== AIM OF THE EXERCISE ==
Can you render the items below as a two-column CSV with the headers "label_request" and "bounding_box", one row per item holding its request text and its answer? Put each value in a quoted field with line breaks turned into spaces, and leave the pictures out.

== DATA PROVIDED ==

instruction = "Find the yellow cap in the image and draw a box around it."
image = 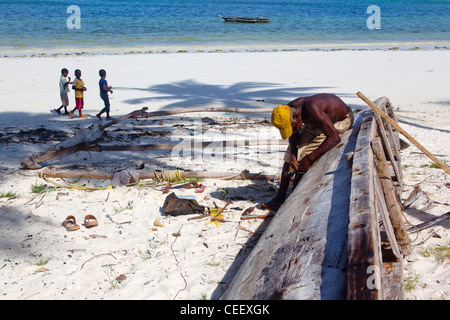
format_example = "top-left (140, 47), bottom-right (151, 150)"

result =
top-left (271, 104), bottom-right (292, 139)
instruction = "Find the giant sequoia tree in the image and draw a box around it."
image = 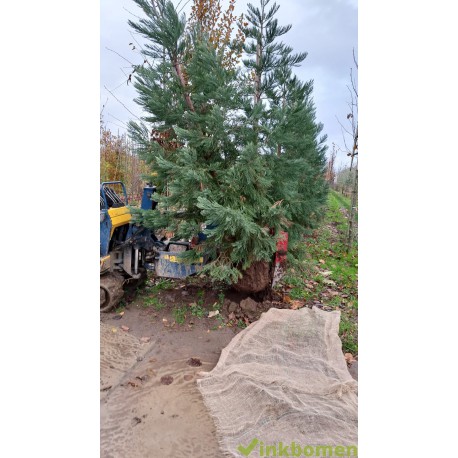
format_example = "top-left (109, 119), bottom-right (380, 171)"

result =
top-left (130, 0), bottom-right (327, 283)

== PROBLEM SOLUTION ==
label_request,bounding_box
"instruction = ""Find the yellow cap in the image and draw a box around it."" image = format_example = ""top-left (140, 47), bottom-right (151, 150)"" result =","top-left (271, 104), bottom-right (292, 139)"
"instruction = ""Find the giant sequoia tree in the image and draw a box around it."" image = format_example = ""top-left (109, 119), bottom-right (380, 171)"" result =","top-left (130, 0), bottom-right (327, 283)"